READING TEXT:
-- -- --
[vcf-midatlantic] Repair Workshop Wrap-up 3/30 & 3/31

Herb Johnson hjohnson at retrotechnology.info
Sat Apr 6 13:25:20 EDT 2019


... and it's a two-fer of appreciation, with Bill Dromgoole's report on 
how the Univac repairs "get done".

Some of the failures you describe - gradual loss of function across 
cards - suggests to me general problems like power-supply voltages. YOu 
found a suspect supply, I see.

There's some really cheap little DC digital voltmeter boards from China 
for a few dollars. Putting a bunch of those on your DC lines may allow 
you to monitor them as you do repairs, look for sagging DC. Your "real" 
voltmeter can confirm the voltage; these widgets aren't that accurate 
but don't have to be. YOu might also 'scope out the DC, look for noise 
and glitches. As you know you need a lot of bandwidth to see DC spikes 
and dips which can trigger logic incorrectly.

Also, chemical changes occur in board contacts as current flows.
-- -- --
SHORT PROBLEM A: Why does the post on the repair workshop say it is fine that the cheap Chinese voltmeter boards aren't very accurate?
-- -- --
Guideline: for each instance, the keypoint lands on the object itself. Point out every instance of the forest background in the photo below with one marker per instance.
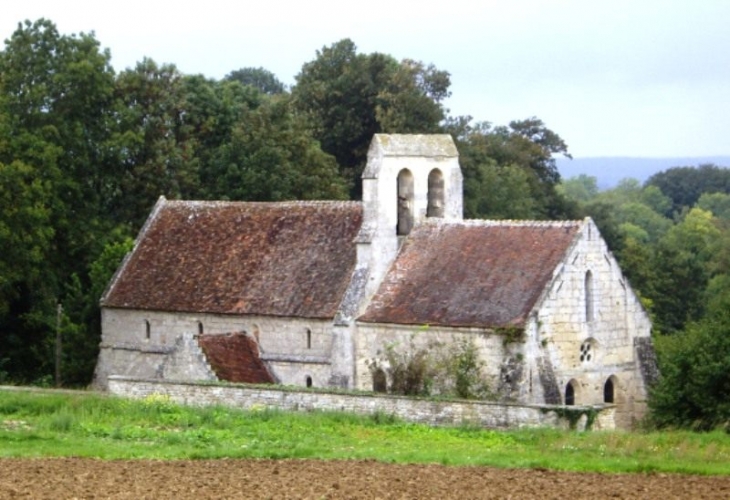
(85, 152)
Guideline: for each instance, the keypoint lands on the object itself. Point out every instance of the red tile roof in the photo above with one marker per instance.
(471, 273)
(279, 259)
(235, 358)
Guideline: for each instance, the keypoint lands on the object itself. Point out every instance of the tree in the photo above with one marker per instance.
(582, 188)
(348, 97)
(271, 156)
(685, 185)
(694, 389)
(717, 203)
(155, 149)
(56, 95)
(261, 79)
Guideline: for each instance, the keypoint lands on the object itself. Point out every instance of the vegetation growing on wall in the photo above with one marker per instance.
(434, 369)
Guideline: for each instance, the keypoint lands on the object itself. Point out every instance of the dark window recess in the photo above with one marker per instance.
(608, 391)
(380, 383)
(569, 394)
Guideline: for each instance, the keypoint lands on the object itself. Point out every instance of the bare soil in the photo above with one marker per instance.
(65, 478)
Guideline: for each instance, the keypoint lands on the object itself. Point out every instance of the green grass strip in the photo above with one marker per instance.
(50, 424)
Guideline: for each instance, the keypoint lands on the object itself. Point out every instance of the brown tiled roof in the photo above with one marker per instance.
-- -- --
SHORT PROBLEM B: In the records, rescale everything from the line containing "of the bare" down to the end of the records, and write only those lines out again, requests included. Multiply every point coordinate in the answers by 2 and round to whole numbers, with halves rounding up.

FINAL ANSWER A: Your "real" voltmeter can confirm the voltage. The cheap boards only need to let you watch the DC lines for sagging while you do repairs.

FINAL ANSWER B:
Guideline: for each instance, the keypoint lands on the object itself. Point out every instance of the bare soil in the photo above with one marker per instance.
(130, 956)
Guideline: for each instance, the keypoint lands on the object itself. Point out every instance of the green grass strip in the photo above with one marker per instance.
(100, 848)
Guideline: for each instance, the keypoint lands on the object itself. Point out every instance of the brown tiled roof in the photo above with one marker per instance.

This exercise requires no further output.